[Object location annotation data]
▼

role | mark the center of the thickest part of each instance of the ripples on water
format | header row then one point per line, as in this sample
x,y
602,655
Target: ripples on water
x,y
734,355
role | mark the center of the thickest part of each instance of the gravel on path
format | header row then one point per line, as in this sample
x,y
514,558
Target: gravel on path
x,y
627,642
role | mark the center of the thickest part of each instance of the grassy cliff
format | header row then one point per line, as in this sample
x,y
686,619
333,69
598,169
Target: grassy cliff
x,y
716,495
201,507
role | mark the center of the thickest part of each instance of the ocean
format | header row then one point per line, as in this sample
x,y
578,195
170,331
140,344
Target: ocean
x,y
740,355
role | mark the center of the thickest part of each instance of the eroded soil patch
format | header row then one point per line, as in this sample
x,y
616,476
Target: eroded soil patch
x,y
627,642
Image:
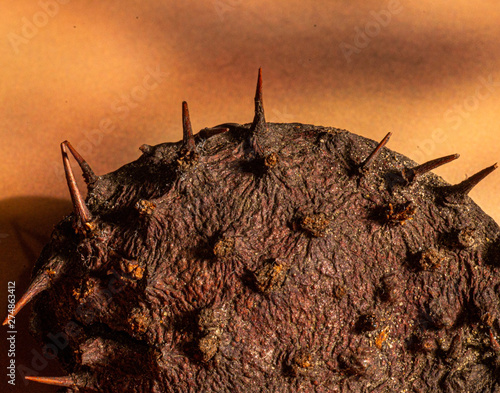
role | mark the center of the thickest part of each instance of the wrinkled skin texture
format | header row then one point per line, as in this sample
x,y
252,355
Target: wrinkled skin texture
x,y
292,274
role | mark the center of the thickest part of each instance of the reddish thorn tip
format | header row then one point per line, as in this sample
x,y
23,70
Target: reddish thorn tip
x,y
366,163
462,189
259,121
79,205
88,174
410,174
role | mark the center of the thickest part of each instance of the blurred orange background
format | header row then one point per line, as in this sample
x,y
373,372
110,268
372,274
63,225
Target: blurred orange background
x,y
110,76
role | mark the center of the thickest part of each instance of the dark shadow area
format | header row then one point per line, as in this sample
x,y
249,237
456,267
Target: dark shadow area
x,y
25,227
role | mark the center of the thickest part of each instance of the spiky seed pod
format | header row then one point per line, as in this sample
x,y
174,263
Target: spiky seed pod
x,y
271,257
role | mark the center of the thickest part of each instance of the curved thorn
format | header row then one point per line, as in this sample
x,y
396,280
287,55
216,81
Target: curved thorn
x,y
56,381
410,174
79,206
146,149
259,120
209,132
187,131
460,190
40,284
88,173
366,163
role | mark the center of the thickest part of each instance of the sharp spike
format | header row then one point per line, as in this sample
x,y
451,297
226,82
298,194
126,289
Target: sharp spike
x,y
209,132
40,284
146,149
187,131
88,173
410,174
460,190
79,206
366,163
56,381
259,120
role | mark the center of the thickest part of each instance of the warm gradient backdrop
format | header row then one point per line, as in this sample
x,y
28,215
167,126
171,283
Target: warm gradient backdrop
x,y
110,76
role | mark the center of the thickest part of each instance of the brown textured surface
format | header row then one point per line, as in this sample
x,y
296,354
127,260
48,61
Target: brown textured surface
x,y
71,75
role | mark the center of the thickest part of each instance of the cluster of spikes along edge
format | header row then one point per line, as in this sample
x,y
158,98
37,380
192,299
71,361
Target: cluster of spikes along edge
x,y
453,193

▲
▼

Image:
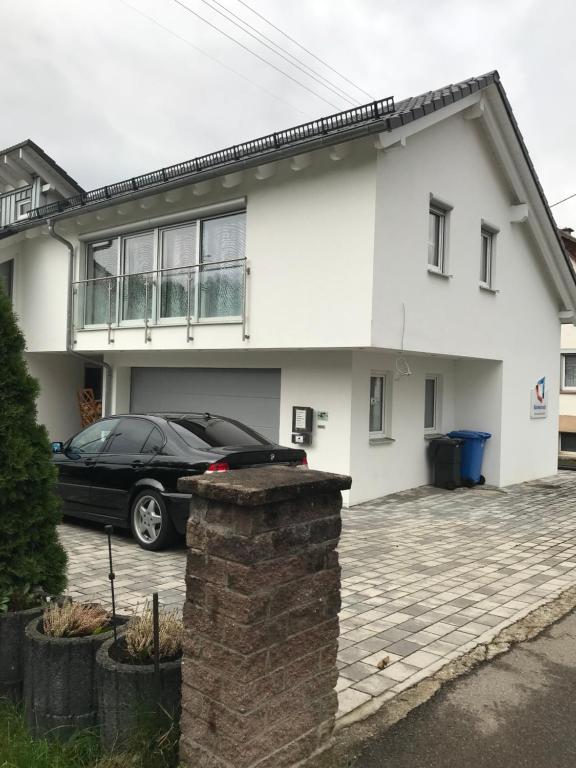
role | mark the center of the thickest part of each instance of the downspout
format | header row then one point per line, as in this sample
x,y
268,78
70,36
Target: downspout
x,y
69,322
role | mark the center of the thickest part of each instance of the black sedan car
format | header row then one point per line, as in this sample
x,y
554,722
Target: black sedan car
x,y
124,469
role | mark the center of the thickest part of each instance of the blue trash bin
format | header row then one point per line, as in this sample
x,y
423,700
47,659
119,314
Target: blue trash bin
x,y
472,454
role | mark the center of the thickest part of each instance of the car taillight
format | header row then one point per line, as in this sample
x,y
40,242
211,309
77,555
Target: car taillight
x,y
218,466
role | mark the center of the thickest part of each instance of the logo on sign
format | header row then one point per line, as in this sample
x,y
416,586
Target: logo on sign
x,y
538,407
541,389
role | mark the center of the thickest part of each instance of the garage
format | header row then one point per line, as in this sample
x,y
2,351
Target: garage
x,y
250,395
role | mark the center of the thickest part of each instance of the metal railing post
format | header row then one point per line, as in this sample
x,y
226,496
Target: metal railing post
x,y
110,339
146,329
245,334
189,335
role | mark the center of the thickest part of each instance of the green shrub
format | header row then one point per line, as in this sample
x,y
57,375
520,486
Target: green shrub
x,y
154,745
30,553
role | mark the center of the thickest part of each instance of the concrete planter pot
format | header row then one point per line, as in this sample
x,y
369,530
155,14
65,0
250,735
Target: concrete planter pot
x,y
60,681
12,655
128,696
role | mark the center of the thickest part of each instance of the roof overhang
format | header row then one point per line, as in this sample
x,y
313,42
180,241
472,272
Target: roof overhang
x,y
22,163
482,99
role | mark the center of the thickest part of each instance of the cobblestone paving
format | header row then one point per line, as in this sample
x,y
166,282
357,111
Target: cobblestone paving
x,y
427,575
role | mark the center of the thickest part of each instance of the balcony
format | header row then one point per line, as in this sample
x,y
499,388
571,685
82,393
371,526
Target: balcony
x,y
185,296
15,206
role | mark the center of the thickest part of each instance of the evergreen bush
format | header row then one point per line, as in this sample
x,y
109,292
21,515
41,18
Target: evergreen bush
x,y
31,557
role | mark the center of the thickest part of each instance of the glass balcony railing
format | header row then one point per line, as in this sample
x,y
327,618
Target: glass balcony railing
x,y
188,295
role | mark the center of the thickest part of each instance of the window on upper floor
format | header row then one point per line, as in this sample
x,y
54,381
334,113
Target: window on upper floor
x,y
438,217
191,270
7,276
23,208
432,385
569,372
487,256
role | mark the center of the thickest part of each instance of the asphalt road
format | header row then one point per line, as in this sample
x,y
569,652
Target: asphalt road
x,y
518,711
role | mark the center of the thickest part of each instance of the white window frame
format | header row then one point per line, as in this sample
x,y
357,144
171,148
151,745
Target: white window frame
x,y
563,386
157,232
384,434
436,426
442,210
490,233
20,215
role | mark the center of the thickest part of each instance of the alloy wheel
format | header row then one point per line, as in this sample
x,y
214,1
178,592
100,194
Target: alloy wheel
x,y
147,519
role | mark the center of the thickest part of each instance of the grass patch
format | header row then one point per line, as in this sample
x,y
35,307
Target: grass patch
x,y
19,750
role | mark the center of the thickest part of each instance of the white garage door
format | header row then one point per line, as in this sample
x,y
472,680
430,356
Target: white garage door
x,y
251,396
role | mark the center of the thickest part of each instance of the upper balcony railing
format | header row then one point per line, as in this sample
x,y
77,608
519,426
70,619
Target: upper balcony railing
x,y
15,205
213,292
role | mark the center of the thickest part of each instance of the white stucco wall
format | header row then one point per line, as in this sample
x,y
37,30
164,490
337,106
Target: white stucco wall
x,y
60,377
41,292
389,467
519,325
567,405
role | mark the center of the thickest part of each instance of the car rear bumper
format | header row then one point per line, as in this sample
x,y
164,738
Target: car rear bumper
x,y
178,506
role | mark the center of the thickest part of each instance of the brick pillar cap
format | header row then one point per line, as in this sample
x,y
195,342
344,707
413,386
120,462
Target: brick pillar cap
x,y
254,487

▲

**WHAT THE TASK REQUIRES:** Count the lines in the data above that contain the word "warm". Reply with the number alone.

**FULL ANSWER:** 2